- Excerpted data
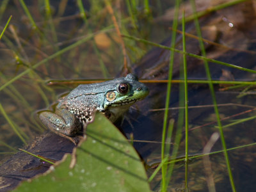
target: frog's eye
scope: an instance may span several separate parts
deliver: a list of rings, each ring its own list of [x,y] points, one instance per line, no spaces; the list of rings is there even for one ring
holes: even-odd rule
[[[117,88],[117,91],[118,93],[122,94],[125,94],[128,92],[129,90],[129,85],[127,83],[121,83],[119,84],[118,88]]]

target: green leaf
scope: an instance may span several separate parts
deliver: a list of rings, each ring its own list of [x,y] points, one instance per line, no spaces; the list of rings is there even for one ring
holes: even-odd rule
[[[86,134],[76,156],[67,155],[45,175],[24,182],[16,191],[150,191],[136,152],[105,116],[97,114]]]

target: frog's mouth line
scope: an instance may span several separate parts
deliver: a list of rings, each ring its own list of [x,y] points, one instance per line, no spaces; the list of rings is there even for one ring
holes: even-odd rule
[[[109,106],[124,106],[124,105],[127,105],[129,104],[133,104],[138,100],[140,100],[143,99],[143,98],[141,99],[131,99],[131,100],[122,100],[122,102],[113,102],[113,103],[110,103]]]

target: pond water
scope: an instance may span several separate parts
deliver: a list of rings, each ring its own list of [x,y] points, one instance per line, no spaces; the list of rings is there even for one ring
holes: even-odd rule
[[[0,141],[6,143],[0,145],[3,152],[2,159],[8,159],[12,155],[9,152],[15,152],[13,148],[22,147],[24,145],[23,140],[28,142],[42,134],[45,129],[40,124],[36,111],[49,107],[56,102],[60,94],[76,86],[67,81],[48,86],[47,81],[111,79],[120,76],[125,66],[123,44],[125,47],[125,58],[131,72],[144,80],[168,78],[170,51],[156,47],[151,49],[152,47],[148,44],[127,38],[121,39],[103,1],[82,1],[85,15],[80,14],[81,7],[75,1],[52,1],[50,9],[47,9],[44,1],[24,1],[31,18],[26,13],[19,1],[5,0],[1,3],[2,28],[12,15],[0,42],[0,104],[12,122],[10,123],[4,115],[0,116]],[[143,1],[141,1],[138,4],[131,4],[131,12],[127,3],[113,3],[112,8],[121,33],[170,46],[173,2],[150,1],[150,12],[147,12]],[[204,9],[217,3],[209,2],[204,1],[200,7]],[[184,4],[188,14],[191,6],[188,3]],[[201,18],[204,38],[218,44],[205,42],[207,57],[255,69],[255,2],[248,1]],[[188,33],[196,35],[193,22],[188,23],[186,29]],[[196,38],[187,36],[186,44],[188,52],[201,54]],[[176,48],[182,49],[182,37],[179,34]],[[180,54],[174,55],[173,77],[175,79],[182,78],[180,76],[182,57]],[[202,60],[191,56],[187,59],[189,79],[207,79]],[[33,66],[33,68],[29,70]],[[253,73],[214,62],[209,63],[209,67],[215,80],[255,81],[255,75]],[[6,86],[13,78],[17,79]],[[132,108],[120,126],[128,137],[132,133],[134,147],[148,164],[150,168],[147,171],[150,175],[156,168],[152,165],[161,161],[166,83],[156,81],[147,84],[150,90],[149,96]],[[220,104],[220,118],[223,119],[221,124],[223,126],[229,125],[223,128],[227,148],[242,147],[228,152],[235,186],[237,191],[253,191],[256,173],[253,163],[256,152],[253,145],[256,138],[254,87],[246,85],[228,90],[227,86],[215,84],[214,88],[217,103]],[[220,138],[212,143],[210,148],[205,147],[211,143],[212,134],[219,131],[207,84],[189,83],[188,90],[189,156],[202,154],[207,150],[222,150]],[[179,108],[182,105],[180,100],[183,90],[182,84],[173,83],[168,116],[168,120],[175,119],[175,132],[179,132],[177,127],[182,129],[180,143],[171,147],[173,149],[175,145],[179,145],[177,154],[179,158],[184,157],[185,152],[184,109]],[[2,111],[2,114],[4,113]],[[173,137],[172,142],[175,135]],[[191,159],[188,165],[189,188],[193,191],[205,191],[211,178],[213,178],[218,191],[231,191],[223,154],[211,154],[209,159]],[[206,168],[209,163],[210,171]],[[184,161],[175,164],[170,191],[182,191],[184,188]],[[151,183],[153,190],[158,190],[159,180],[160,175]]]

- Task objective
All records above are to be printed exactly, minus the pictures they contain.

- Full response
target: frog's eye
scope: an instance may span several separate parts
deliver: a list of rings, each ring its own list of [x,y] points, one instance per line, no spaces; the list of rings is there even for one ring
holes: even-odd rule
[[[117,88],[117,91],[118,93],[122,94],[125,94],[128,92],[129,90],[129,85],[127,83],[121,83],[119,84],[118,88]]]

target: green leaf
scope: an instance may span several separate parts
deliver: a list of rings, each ring its own list of [x,y] points, one instance per line, no spaces; the list of rings is there even for one ring
holes: even-odd rule
[[[86,134],[76,156],[67,155],[45,175],[24,182],[16,191],[150,191],[136,152],[105,116],[97,114]]]

target: frog's mouth line
scope: an instance may span several separate parts
deliver: a list of rings, each ring its own list of [x,y] points, one instance per line, no spaces; the list of rings is there even for one ring
holes: even-odd rule
[[[109,106],[124,106],[124,105],[127,105],[129,104],[133,104],[138,100],[140,100],[143,99],[143,98],[141,99],[131,99],[131,100],[122,100],[122,102],[113,102],[113,103],[110,103]]]

target: pond water
scope: an instance may span several separate parts
deliver: a list of rings, each ring its own list of [x,y] points, one instance per line, no spaces; the list of rings is there even for one ring
holes: even-odd rule
[[[0,141],[6,143],[0,145],[3,152],[2,159],[8,159],[12,155],[9,152],[15,152],[13,148],[22,147],[24,145],[23,140],[28,142],[42,134],[45,129],[40,124],[36,111],[49,107],[56,102],[60,94],[76,86],[67,81],[48,86],[47,81],[111,79],[120,76],[125,66],[123,44],[125,47],[125,58],[131,72],[144,80],[168,78],[170,51],[156,47],[151,49],[152,47],[148,44],[127,38],[121,39],[103,1],[82,1],[85,15],[80,14],[81,7],[75,1],[52,1],[50,9],[47,9],[44,1],[24,1],[31,18],[26,13],[19,1],[5,0],[1,3],[2,28],[12,15],[0,42],[0,104],[12,122],[10,123],[4,115],[0,116]],[[143,1],[141,1],[138,4],[131,4],[131,12],[127,3],[113,3],[112,8],[121,33],[170,46],[173,2],[150,1],[150,12],[147,12]],[[204,9],[217,3],[209,2],[204,1],[200,7]],[[184,4],[188,14],[191,6],[188,3]],[[201,18],[204,38],[218,44],[205,42],[207,57],[255,69],[255,2],[248,1]],[[188,33],[196,35],[193,22],[188,23],[186,29]],[[196,38],[187,36],[186,44],[188,52],[201,54]],[[176,48],[182,49],[182,37],[179,34]],[[180,54],[174,55],[173,77],[175,79],[182,78],[180,76],[182,57]],[[202,60],[191,56],[187,59],[189,79],[207,79]],[[33,66],[33,68],[29,70]],[[253,73],[214,62],[209,63],[209,67],[215,80],[255,81],[255,75]],[[6,86],[13,78],[17,79]],[[132,108],[120,126],[128,137],[132,133],[134,147],[148,164],[150,168],[147,171],[150,175],[156,168],[152,165],[161,161],[166,83],[156,81],[147,84],[150,90],[149,96]],[[220,104],[220,118],[223,119],[221,124],[223,126],[229,125],[223,128],[227,148],[242,147],[228,152],[235,186],[237,191],[253,191],[256,173],[253,163],[256,152],[253,145],[256,138],[254,87],[246,85],[228,90],[227,86],[215,84],[214,88],[217,103]],[[220,138],[212,143],[210,148],[205,147],[211,143],[212,134],[219,131],[207,84],[189,83],[188,90],[189,156],[202,154],[207,150],[222,150]],[[179,108],[182,105],[180,100],[183,90],[182,84],[173,83],[168,116],[168,120],[175,119],[175,132],[179,132],[177,127],[182,129],[180,143],[171,147],[173,149],[175,145],[179,145],[177,154],[179,158],[184,157],[185,152],[184,109]],[[2,111],[2,114],[4,113]],[[173,137],[172,142],[175,135]],[[191,159],[188,165],[189,188],[193,191],[205,191],[211,178],[213,178],[218,191],[231,191],[223,154],[211,154],[209,159]],[[206,168],[209,163],[210,171]],[[184,161],[175,164],[170,191],[182,191],[184,188]],[[151,183],[153,190],[158,190],[159,180],[160,175]]]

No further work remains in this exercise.